(Exercise brief) Reproduce every row below word for word, leaving out the pictures.

Stored entries:
····················
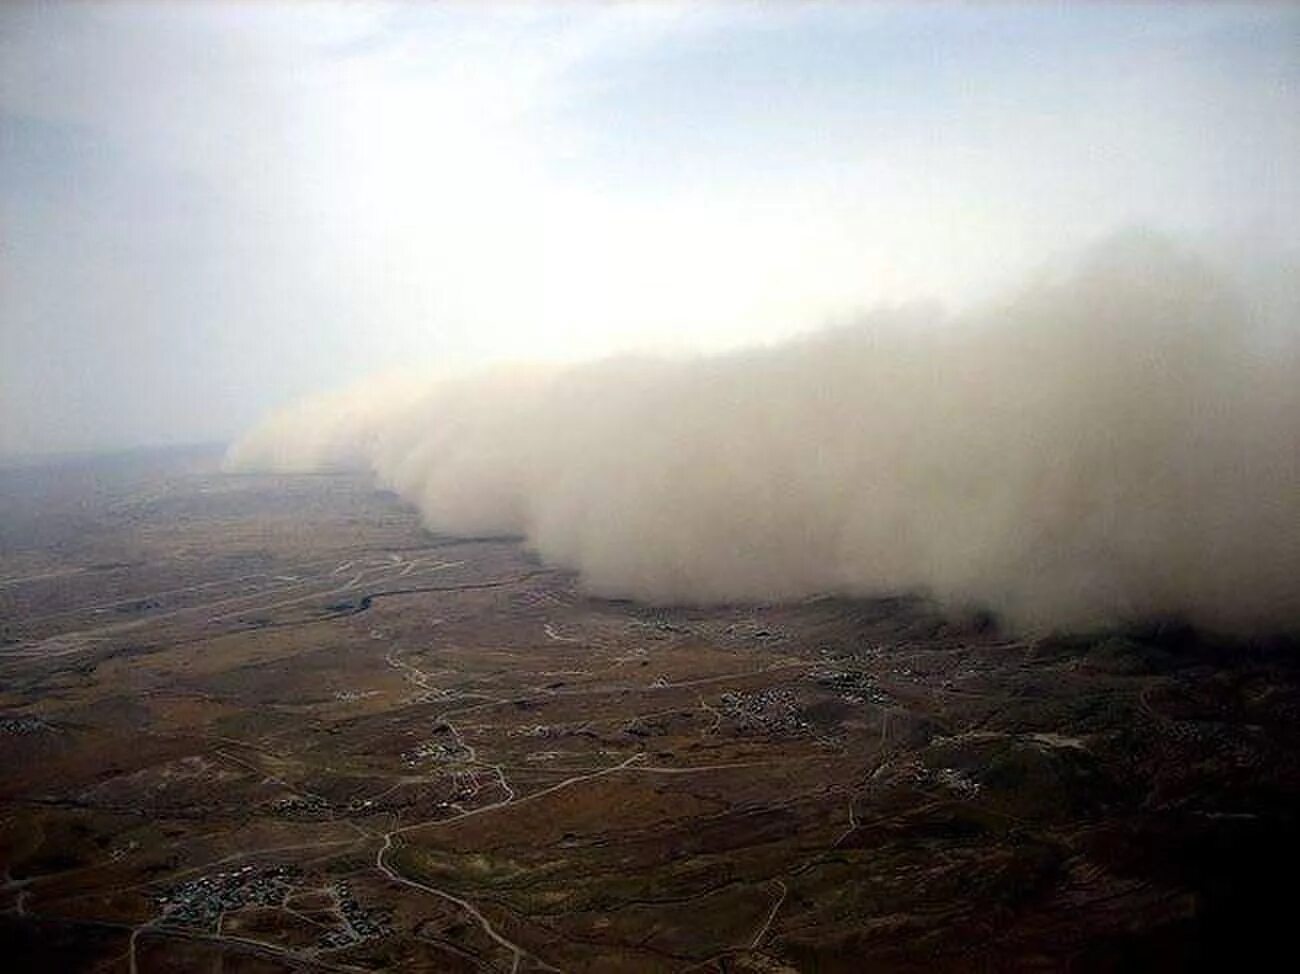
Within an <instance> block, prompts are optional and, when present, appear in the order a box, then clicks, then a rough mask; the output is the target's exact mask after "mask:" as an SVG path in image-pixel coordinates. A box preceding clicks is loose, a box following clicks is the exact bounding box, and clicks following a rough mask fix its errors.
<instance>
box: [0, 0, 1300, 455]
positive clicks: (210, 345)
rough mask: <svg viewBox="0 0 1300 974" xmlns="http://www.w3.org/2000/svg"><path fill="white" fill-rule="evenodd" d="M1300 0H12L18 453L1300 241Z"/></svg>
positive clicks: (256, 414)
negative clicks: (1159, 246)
····················
(Result for this exercise)
Within an <instance> block, prompts are optional and, when present, appear in the order a box, then clicks, then a rough mask; the output is the target's exact mask after "mask:" as an SVG path in image-pixel coordinates. A box preceding clicks is loose, a box following clicks is the exact bounding box, and clicks following a rough mask fix its errors.
<instance>
box: [0, 0, 1300, 455]
positive clicks: (210, 345)
rough mask: <svg viewBox="0 0 1300 974" xmlns="http://www.w3.org/2000/svg"><path fill="white" fill-rule="evenodd" d="M1300 0H12L18 453L1300 241Z"/></svg>
positive clicks: (256, 414)
negative clicks: (1159, 246)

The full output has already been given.